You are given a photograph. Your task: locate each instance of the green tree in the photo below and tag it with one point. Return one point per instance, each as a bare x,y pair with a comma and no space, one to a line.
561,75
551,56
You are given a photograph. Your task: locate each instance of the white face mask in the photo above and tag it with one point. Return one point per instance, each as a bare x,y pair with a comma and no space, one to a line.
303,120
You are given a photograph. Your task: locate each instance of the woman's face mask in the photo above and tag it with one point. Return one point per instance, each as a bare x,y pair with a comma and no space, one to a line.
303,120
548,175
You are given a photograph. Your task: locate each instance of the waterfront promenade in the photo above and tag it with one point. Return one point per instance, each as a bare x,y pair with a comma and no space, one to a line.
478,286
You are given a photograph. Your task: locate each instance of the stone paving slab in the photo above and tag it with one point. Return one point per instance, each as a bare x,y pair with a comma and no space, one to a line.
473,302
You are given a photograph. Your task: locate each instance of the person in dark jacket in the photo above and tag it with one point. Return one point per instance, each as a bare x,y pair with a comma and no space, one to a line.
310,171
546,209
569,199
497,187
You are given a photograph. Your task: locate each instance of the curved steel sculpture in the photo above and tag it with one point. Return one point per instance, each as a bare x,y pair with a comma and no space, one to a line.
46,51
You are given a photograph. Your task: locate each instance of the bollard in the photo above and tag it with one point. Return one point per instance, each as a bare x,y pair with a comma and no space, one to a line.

====================

WHAT IS BEING ASKED | From the first line to the last, copy every record exactly.

RESULT OF THIS EXERCISE |
You are given a photograph. Your task: locate each instance of the green tree in the photo below and tag it with one point. Return one point per instance, each as a bare x,y pair with a comma and no space, one to a line.
561,75
551,56
You are given a photograph. Your task: locate each instance of the white face mask in the photo above and tag it with one point. Return one point per instance, each as a bare x,y pair with a comma and no space, one to a line.
303,120
You are given a photograph. Your task: locate each instance of the woman's face mask in the photo above and tag it with one point. Return one point per instance, each as a bare x,y pair with a comma and no space, one to a line.
303,120
548,175
You are given a photograph. Your task: locate each instance of the waterfront promenade in the photo above and tag it with one point. Return one point per instance, each as a bare x,y pair with a comma and no space, one to a line.
478,286
You are given a photograph. Your task: locate each instance of the stone paving slab in the photo above and tag it with one point. Return one point per instance, each as a bare x,y pair with a comma and no space, one to a line.
473,302
You are given a photograph. Your task: locate each instance of the person in dark jacket in the photo above and tag it with one point. Return one point per instance, each as a bare x,y pair with a comma and no space, one to a line.
310,171
546,209
569,199
497,187
You are given a photograph. Your task: locate each instance of the curved steel sculpture in the photo above and tag it with one point. Return one point per instance, each as a bare x,y pair with a comma and no space, one to a line.
46,51
You are given a photograph. Your task: locate each instance of the bollard in the photo above and tag it with one point. Return one point per instance, each as a bare x,y pair with a comma and no space, one to a line.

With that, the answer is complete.